FRAGMENTO DE TEXTO:
>>>>
A Julio igual no le preocupaba mucho, porque era de los de importarle poco las
herencias, y para lo que le quedaba en el convento pues eso. Pero nos sobran
once minutos y catorce segundos cada año. Un nada, una miajina de tiempo. ¿Qué
puede hacer usted en once minutos y catorce segundos? Vale, vale, mejor ni
conteste… Sucede que cada ciento veinticuatro años tenemos un día de más, y si
seguimos avanzando en la historia pues la cosa se nos complica. De tal forma
que ya en el Renacimiento corríamos el peligro de que las estaciones no
entrasen cuando deben (un poco como ahora) y en ese contexto de guerras, pestes
y cismas pues tampoco era plan de estar pendientes de chaparrones que llegan
sin que se les espere.
Así que el papado se puso manos a la obra y la
reforma vino de la mano de Gregorio XIII. En 1582 este
pontífice publica la bula Inter Gravissimas (los papas eran muy suyos
para poner títulos grandilocuentes), que instaura el nuevo calendario
gregoriano. Pero había un par de problemas.
El primero de ellos eran los días de más que
teníamos desde hacía…bueno, desde hace milenio y medio. Vamos, que nos sobraban
jornadas. Así que tendríamos que hacerlas desaparecer. A las bravas, cómo no.
<<<<
LÍNEAS DE DATOS:
>>>>
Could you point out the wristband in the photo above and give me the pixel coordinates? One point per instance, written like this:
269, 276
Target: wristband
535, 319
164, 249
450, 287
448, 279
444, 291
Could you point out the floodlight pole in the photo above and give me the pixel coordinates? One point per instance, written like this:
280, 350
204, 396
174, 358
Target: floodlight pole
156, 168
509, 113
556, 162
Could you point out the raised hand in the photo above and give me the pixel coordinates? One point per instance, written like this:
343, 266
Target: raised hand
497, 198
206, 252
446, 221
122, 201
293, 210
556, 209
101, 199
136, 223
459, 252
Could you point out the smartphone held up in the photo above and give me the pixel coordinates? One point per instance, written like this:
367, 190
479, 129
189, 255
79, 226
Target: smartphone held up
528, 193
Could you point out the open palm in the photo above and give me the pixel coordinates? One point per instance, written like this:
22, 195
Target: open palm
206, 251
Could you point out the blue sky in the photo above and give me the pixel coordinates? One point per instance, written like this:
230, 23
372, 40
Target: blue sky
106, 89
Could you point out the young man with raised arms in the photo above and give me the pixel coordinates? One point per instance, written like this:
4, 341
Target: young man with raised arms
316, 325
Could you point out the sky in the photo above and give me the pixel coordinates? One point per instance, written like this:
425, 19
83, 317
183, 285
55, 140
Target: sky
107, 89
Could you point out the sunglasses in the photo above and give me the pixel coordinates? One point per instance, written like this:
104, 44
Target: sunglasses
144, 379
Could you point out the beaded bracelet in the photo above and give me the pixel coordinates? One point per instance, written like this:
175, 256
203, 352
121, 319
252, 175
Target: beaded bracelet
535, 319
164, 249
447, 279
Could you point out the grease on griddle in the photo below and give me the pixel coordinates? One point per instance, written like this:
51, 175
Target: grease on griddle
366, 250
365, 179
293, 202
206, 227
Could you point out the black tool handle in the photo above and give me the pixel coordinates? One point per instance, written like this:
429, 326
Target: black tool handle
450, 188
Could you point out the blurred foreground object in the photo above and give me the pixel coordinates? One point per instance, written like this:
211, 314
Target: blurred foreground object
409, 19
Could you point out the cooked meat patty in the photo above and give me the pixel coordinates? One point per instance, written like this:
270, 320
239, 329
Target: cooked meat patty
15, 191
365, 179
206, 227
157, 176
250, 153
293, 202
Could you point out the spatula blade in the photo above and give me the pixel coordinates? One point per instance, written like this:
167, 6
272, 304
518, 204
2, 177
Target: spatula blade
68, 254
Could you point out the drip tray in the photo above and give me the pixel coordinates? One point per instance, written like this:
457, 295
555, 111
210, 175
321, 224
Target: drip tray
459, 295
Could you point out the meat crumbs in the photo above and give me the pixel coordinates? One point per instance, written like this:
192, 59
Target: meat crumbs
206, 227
<<<<
REQUISITOS:
A. Reproduzca sin cambios la parte del fragmento sobre el calendario gregoriano que comienza con las palabras que contienen "El primero de" y termina con "bravas, cómo no.".
B. Según el fragmento sobre el calendario gregoriano, ¿en qué año publicó Gregorio XIII la bula Inter Gravissimas?
C. Indique si cada afirmación coincide con el fragmento sobre el calendario gregoriano y cite las palabras del texto que lo deciden: (i) Cada ciento veinticuatro años hay un día de más. (ii) Cada año sobran quince minutos. (iii) La bula Inter Gravissimas instaura el calendario gregoriano.
Los registros no intervienen en esto.

LOS RESULTADOS:
A.
El primero de ellos eran los días de más que
teníamos desde hacía…bueno, desde hace milenio y medio. Vamos, que nos sobraban
jornadas. Así que tendríamos que hacerlas desaparecer. A las bravas, cómo no.

B. En 1582.

C.
(i) Sí: «cada ciento veinticuatro años tenemos un día de más».
(ii) No: «nos sobran once minutos y catorce segundos cada año».
(iii) Sí: «que instaura el nuevo calendario gregoriano».